_Provided passage:_
::::::::
Quantitative factors are approximate, and many factors can affect feeding 
value. Values based on 100% dry matter. End usage may influence hay price or 
value more than testing results.

Hay Quality Designation's physical descriptions: 
Supreme: Very early maturity, pre bloom, soft fine stemmed, extra leafy. 
Factors indicative of very high nutritive content. Hay is excellent color and 
free of damage.
Premium: Early maturity, i.e., pre-bloom in legumes and pre head in grass 
hays, extra leafy and fine stemmed-factors indicative of a high nutritive 
content. Hay is green and free of damage. 
Good: Early to average maturity, i.e., early to mid-bloom in legumes and 
early head in grass hays, leafy, fine to medium stemmed, free of damage other 
than slight discoloration. 
Fair: Late maturity, i.e., mid to late-bloom in legumes, head-in grass 
hays, moderate or below leaf content, and generally coarse stemmed. Hay may 
show light damage.
::::::::
_What to work on:_
[a] Translate this sentence from the hay quality passage into Spanish: "Hay is green and free of damage."
[b] In the hay quality passage, why does the Premium designation list early maturity, extra leafiness and fine stems?
::::::::
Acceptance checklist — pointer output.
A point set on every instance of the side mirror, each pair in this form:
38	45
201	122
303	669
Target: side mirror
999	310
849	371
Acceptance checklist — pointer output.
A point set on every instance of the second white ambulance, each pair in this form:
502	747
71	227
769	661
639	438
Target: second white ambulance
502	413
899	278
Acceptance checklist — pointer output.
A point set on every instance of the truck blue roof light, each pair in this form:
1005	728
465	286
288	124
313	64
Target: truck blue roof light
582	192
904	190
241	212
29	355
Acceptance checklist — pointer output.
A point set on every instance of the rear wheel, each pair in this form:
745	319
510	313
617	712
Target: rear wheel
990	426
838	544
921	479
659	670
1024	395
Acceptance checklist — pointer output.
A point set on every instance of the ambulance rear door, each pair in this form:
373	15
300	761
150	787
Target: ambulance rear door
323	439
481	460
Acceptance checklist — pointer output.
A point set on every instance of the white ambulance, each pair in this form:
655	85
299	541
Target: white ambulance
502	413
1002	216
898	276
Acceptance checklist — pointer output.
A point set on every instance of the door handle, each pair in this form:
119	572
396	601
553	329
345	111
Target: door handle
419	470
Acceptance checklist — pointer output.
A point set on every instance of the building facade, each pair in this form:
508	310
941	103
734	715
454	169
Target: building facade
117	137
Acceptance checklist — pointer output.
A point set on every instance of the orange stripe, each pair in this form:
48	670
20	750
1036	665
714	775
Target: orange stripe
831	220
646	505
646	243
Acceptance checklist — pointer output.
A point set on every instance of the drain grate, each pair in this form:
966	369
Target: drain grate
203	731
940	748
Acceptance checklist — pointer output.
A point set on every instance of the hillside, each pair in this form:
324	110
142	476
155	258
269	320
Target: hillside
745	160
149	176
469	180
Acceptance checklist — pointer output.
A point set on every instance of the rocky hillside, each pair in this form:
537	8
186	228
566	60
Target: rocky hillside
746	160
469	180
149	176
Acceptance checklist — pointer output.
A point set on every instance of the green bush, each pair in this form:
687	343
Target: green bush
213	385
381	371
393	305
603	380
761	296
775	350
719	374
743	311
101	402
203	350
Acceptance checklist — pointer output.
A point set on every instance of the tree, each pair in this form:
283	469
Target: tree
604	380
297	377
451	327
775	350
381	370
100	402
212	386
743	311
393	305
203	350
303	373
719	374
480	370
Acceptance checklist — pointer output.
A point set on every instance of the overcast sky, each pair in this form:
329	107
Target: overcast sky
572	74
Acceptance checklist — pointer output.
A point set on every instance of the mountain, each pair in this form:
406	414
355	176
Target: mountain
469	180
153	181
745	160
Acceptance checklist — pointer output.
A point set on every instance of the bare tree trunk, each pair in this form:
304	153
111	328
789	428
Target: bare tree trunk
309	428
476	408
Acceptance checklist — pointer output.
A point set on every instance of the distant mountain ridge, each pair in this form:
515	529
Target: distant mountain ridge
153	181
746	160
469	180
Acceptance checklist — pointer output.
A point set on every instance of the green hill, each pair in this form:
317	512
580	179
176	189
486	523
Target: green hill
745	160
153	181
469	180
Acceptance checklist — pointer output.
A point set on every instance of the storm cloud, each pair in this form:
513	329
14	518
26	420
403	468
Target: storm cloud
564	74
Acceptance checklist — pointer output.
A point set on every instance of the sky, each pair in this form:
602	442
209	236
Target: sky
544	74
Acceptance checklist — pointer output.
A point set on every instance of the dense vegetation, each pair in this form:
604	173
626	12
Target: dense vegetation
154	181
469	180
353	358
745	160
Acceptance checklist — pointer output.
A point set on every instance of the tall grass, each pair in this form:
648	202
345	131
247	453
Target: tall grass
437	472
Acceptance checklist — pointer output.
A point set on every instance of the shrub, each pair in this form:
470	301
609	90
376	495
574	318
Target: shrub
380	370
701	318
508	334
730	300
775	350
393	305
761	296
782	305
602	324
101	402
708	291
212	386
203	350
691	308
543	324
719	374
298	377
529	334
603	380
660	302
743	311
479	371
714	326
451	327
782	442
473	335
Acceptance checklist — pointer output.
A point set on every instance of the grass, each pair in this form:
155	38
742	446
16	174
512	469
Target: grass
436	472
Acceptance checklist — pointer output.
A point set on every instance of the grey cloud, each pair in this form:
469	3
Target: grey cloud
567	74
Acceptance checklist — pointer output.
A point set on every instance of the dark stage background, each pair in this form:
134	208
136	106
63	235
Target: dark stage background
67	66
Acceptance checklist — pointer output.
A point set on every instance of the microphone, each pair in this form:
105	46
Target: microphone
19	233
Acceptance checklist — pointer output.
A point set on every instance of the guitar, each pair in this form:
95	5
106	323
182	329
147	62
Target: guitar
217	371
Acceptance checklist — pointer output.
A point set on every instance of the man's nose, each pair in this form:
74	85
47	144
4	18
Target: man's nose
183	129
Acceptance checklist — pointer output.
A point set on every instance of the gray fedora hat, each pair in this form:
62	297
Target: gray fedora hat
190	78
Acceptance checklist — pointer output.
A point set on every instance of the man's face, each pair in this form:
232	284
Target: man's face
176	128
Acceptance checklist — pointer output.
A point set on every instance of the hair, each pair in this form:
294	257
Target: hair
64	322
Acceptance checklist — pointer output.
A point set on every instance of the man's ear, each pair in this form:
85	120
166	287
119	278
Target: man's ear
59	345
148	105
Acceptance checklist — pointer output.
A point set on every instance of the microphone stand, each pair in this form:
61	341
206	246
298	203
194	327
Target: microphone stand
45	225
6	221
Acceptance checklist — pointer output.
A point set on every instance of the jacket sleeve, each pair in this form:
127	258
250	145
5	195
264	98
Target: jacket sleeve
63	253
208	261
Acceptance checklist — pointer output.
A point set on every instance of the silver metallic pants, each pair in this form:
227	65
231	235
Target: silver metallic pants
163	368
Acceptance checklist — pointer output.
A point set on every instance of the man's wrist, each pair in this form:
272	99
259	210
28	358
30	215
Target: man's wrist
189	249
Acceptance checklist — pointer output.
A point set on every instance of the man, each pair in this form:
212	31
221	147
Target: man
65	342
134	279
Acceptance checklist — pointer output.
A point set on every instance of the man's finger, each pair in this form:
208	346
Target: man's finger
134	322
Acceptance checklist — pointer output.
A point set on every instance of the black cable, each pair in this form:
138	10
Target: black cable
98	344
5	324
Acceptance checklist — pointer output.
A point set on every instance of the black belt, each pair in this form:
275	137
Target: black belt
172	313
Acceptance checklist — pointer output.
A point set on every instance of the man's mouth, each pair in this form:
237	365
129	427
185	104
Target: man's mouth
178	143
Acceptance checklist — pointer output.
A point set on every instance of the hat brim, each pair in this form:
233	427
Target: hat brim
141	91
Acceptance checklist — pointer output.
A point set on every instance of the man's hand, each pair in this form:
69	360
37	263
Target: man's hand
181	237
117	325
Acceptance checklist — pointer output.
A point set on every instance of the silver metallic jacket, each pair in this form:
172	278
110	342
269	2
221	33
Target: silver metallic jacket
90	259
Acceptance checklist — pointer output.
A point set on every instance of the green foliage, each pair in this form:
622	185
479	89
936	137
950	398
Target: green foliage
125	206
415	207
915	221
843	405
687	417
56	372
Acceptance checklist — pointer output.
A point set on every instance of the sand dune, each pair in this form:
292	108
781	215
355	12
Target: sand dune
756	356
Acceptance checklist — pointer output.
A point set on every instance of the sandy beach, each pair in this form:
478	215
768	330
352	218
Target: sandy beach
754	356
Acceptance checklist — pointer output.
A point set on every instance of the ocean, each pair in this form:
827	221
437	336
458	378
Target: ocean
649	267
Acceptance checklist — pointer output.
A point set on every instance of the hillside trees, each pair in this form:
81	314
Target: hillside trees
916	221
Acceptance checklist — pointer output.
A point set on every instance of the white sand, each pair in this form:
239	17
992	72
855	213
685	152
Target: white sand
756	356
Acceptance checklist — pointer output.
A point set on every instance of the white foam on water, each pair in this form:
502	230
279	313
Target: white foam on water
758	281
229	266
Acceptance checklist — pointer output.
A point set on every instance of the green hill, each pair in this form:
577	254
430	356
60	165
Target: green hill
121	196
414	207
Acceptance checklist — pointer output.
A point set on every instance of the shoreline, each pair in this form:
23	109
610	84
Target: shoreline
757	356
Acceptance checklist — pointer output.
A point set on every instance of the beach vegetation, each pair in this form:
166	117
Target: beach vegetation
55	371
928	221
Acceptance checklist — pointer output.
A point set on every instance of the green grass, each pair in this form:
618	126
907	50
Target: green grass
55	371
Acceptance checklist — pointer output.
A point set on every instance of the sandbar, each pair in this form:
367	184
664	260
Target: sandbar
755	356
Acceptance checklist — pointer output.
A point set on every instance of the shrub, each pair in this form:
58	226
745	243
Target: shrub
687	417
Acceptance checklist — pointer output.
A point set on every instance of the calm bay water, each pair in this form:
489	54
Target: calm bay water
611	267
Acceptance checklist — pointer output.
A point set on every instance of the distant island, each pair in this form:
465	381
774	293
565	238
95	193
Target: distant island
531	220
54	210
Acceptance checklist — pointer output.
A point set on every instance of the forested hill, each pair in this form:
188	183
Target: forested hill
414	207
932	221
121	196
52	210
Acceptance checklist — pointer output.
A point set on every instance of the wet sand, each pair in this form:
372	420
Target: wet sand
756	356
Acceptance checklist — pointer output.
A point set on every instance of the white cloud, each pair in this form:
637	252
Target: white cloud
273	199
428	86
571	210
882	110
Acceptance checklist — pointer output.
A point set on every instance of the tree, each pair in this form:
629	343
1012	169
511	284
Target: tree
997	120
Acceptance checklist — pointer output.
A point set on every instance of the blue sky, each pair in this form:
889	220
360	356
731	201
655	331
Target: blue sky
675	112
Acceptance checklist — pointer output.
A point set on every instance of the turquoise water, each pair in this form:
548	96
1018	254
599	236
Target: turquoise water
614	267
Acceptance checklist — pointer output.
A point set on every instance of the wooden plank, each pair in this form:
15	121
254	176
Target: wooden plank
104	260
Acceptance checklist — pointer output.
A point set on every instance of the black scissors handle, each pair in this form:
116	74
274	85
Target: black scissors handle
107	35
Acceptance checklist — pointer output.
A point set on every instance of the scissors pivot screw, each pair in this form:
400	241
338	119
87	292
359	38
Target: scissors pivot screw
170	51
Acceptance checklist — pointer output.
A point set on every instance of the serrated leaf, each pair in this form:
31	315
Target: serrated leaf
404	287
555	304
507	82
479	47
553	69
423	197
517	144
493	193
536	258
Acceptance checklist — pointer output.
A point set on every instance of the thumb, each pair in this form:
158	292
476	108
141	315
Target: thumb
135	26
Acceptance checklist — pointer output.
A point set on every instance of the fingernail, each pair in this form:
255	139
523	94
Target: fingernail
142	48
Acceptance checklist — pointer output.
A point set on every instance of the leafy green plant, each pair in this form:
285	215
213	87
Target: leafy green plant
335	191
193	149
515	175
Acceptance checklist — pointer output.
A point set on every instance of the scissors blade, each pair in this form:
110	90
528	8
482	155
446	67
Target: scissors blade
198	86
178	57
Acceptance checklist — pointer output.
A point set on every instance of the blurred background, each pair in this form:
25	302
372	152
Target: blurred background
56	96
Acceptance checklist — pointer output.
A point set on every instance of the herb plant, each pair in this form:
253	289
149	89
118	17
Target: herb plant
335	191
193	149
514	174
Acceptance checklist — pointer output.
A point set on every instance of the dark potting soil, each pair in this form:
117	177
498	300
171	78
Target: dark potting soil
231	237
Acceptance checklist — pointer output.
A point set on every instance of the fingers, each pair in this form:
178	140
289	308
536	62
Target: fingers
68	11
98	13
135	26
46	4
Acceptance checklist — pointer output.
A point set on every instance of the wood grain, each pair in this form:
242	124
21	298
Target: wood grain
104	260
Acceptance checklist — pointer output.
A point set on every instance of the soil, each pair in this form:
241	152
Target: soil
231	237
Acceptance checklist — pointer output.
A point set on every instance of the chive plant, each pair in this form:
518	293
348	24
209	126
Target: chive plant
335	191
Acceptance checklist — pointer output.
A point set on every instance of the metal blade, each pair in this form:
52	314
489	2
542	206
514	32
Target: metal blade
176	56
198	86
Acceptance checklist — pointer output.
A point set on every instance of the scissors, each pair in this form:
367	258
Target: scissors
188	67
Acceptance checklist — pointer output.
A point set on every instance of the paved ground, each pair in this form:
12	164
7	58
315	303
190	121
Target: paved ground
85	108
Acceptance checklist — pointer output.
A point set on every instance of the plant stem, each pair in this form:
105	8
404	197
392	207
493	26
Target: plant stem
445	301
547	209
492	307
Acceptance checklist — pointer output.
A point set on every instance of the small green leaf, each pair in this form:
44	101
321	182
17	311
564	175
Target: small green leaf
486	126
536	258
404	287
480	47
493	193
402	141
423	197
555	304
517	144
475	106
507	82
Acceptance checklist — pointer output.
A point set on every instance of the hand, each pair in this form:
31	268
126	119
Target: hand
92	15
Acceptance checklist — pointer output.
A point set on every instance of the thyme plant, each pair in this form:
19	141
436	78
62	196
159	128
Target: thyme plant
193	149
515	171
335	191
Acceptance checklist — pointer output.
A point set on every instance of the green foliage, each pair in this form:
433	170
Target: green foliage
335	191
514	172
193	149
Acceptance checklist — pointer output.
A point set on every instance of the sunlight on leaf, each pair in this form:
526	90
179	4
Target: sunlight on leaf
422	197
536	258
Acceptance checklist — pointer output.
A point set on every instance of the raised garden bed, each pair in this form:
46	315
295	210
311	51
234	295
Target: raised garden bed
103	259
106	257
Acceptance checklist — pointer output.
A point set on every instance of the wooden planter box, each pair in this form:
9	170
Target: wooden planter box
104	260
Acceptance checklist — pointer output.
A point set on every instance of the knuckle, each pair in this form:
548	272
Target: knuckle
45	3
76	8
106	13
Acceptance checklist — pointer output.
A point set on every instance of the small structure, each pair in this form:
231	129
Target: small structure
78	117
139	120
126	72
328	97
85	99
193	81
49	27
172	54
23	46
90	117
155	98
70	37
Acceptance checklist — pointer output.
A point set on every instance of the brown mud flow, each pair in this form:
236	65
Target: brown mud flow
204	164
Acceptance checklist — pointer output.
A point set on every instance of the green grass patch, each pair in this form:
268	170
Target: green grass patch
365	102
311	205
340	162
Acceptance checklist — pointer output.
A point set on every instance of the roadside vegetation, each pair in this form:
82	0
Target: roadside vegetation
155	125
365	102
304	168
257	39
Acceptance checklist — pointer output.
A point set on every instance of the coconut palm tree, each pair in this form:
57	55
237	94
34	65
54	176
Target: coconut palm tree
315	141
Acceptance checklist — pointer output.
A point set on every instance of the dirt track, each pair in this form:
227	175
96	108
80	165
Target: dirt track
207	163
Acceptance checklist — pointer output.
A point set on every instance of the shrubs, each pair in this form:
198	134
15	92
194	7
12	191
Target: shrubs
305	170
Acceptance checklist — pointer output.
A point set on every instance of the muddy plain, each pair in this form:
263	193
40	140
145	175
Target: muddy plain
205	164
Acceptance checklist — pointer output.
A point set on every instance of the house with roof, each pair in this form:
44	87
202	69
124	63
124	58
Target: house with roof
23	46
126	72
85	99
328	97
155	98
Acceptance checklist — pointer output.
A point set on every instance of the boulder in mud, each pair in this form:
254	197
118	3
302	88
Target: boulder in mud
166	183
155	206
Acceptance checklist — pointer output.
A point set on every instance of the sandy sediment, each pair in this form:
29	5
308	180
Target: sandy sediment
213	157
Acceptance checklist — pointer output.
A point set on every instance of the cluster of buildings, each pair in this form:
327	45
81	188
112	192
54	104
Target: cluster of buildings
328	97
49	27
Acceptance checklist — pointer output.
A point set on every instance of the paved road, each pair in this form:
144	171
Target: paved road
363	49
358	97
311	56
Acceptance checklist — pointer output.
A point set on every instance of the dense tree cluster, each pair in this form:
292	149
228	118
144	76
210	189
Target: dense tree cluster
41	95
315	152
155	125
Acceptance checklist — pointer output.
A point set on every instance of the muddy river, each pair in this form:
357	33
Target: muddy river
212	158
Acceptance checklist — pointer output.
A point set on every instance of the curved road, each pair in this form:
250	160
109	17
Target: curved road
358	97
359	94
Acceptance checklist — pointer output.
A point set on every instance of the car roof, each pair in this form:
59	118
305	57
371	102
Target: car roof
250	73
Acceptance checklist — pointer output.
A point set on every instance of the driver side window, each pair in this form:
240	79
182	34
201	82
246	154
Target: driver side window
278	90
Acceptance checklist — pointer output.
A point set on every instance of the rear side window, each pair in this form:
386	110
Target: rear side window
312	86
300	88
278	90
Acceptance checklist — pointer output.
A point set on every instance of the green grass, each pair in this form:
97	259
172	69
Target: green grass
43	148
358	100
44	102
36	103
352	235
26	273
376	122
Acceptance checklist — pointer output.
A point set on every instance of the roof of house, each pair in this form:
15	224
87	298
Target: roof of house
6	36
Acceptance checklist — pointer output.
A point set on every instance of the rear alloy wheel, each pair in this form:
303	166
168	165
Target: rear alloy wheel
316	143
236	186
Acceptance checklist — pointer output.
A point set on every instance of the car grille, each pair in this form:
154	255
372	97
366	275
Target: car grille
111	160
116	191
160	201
::::::::
_The replies:_
[a] El heno es verde y está libre de daños.

[b] The passage says these traits indicate a high nutritive content. Premium hay has early maturity, meaning pre-bloom in legumes and pre-head in grass hays, and it is extra leafy and fine stemmed.